아래 자료에서 "slab"라는 단어가 들어 있는 줄을 대소문자를 구별하여 모두 뽑아내시오.

=== 제공 자료 ===

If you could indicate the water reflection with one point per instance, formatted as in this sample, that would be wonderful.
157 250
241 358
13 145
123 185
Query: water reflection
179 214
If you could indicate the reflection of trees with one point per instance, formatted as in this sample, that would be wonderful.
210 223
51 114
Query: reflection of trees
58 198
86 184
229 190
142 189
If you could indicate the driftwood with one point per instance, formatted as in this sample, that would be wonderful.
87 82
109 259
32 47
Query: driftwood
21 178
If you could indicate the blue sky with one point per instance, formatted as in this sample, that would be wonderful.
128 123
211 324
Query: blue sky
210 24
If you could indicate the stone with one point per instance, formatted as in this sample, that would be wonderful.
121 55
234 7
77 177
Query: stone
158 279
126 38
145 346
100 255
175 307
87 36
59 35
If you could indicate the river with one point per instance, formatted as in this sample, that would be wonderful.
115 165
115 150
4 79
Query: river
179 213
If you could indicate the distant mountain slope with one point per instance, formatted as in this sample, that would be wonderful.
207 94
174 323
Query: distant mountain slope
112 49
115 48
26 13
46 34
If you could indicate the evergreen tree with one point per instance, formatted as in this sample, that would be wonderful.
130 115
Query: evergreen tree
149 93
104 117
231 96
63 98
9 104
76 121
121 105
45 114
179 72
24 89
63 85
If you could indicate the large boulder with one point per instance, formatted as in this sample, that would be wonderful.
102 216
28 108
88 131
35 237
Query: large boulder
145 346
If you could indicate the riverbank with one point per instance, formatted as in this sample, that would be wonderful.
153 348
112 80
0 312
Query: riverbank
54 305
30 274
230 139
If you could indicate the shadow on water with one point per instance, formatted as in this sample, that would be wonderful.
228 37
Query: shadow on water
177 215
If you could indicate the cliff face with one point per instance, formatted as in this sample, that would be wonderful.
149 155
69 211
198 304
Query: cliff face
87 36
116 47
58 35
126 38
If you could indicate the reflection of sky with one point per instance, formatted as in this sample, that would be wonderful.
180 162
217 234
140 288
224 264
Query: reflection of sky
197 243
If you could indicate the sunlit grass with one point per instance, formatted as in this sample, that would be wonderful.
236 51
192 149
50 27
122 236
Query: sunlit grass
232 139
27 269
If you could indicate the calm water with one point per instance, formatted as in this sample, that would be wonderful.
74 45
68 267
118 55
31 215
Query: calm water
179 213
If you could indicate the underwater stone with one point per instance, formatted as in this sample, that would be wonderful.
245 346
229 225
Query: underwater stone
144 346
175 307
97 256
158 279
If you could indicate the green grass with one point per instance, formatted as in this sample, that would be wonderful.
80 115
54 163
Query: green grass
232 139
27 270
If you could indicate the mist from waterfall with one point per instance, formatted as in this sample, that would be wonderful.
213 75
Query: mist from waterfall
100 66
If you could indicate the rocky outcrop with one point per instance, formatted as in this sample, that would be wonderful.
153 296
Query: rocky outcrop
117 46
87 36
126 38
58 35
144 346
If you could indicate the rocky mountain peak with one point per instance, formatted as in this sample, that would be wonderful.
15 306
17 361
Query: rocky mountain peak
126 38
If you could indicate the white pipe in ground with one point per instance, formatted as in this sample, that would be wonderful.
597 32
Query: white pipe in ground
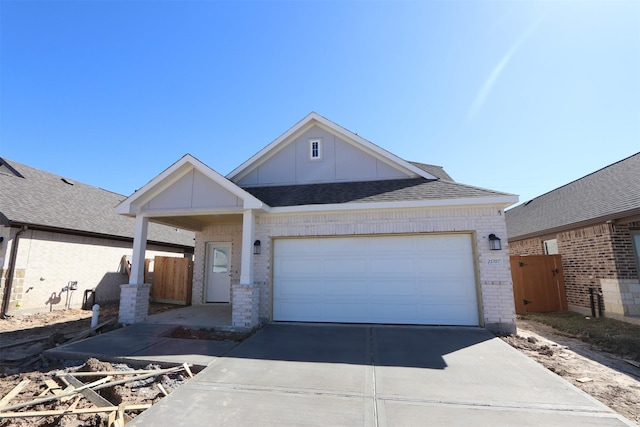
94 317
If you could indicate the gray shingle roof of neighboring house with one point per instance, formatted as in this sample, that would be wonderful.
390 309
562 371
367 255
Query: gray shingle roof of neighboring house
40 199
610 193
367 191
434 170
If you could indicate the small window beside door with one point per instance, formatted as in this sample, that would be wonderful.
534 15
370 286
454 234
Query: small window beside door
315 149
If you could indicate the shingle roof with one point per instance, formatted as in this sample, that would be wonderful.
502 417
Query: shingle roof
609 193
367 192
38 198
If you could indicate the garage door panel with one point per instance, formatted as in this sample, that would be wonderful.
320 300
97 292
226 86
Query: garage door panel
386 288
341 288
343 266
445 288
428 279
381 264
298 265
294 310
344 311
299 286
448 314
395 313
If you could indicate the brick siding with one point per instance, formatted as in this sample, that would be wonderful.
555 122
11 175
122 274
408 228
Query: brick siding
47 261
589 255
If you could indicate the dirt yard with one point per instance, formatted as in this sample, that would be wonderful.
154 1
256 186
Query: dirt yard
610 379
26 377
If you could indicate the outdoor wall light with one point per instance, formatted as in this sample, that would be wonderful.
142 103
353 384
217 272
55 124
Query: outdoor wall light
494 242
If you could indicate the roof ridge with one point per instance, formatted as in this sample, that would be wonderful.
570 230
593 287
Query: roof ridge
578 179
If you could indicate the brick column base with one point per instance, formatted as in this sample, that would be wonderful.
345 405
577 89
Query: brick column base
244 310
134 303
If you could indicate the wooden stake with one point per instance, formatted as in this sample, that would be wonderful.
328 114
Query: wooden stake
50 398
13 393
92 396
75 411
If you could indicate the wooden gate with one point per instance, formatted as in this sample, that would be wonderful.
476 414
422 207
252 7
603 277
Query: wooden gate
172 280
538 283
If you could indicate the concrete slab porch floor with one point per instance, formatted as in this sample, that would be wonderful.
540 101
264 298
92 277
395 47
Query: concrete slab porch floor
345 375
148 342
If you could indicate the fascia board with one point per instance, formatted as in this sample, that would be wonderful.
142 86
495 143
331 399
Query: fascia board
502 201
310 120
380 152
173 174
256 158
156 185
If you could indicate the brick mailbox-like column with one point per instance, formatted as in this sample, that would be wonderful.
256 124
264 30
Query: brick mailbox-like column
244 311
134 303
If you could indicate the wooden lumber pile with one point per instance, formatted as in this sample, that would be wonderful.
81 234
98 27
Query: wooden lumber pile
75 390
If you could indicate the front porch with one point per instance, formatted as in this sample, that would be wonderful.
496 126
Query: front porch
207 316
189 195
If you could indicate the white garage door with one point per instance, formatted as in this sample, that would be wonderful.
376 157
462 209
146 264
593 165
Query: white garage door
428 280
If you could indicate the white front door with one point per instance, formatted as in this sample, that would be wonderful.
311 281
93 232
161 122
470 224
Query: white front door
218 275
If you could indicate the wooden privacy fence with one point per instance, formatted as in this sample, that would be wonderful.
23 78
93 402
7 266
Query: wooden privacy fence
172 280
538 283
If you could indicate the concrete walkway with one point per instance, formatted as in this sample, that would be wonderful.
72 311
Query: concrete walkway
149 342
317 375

===
=== 제공 자료 ===

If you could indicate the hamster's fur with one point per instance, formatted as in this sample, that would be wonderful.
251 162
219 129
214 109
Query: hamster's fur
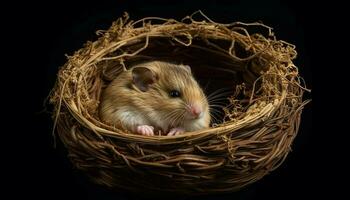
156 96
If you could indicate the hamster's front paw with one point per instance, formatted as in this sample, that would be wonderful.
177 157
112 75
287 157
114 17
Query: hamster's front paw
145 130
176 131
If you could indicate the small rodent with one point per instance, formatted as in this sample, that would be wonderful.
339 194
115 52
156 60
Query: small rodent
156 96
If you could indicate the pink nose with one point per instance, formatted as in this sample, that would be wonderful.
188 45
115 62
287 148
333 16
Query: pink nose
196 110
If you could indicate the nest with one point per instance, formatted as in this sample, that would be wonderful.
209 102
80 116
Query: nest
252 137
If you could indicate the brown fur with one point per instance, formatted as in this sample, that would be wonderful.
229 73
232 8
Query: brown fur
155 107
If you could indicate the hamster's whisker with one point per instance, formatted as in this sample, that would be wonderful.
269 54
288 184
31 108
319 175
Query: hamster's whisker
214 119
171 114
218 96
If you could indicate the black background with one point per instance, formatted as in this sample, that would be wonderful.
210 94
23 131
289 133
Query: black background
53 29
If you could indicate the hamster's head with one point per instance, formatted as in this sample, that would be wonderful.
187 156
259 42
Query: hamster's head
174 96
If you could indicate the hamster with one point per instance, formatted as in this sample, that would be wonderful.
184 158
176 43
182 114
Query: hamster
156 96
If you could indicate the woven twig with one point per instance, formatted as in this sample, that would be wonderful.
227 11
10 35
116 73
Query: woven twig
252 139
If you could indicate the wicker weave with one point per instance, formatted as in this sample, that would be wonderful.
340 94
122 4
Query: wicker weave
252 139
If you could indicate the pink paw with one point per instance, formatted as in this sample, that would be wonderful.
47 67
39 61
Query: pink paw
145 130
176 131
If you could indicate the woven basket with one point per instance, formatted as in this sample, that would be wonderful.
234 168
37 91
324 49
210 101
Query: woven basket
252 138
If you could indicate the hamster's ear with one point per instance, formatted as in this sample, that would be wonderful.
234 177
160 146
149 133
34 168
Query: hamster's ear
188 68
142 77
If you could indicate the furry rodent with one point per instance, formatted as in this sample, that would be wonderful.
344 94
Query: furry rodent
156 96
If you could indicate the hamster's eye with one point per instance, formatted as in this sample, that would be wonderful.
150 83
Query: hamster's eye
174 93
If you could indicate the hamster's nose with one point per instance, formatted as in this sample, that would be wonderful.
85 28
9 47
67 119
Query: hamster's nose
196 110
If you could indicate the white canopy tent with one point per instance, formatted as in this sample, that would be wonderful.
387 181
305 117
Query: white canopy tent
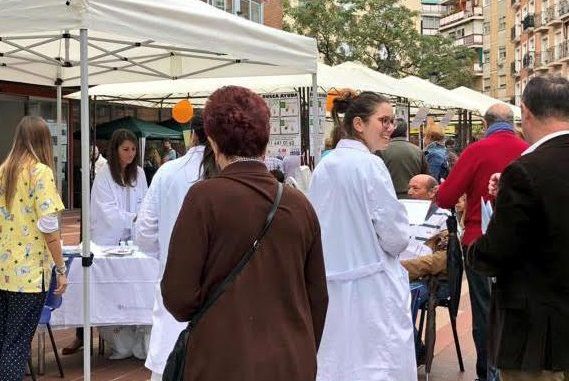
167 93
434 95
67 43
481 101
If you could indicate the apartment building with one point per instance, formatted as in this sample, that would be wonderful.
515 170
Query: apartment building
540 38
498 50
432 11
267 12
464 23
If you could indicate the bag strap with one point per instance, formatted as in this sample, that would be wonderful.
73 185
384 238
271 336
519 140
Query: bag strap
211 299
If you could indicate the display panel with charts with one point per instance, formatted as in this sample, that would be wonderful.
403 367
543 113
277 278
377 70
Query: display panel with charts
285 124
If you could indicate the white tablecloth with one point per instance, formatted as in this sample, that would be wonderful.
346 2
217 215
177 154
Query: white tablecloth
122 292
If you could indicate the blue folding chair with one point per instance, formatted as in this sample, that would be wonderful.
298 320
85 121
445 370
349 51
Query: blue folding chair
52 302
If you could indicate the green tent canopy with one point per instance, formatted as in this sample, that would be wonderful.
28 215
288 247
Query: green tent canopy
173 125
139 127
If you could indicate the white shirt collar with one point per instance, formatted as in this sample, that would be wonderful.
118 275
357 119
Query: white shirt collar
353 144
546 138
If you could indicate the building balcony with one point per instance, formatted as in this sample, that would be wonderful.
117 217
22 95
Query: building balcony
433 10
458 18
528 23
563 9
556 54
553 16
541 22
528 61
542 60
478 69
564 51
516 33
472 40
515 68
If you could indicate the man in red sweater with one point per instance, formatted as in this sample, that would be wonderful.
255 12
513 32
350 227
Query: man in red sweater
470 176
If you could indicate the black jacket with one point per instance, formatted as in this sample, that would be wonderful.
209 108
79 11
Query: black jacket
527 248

===
=== 제공 자료 ===

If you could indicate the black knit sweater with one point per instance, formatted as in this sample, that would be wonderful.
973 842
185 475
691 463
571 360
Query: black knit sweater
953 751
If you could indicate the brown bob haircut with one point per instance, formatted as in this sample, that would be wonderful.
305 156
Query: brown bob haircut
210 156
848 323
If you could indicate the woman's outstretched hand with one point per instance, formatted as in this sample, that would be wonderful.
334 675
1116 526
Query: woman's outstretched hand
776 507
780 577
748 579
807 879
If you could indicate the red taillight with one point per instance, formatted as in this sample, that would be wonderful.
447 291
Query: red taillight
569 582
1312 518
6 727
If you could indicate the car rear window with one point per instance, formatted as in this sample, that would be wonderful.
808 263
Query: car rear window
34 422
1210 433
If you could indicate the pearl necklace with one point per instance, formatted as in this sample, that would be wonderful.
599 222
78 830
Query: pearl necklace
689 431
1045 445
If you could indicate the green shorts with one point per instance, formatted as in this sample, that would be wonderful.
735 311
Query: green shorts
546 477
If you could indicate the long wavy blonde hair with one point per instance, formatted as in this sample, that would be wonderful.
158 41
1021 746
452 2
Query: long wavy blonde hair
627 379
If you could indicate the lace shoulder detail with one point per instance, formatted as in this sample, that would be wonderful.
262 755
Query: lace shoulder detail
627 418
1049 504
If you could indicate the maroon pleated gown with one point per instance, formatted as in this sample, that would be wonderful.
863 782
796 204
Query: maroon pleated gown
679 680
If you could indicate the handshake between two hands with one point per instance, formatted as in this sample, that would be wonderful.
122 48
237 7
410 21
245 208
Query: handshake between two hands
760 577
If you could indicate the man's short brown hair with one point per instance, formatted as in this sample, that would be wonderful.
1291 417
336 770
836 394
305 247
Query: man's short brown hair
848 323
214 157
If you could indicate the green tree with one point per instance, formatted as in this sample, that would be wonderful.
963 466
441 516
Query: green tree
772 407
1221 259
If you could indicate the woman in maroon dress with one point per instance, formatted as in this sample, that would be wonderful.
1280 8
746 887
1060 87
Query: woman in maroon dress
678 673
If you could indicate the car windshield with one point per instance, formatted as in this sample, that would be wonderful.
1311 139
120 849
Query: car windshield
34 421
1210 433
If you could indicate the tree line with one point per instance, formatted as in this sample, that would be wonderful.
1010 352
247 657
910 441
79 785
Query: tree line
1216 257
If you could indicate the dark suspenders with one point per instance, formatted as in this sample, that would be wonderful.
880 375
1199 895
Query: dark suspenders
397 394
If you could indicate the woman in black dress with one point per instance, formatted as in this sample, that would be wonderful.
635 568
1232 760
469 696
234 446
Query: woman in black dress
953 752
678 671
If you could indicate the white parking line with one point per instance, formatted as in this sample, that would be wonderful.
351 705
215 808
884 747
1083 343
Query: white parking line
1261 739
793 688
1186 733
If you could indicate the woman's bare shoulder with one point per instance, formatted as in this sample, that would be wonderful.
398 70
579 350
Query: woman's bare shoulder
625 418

===

답변:
If you could indicate the concrete slab porch floor with one point per instance, formatted as in this sample, that would be wonderful.
Query: concrete slab porch floor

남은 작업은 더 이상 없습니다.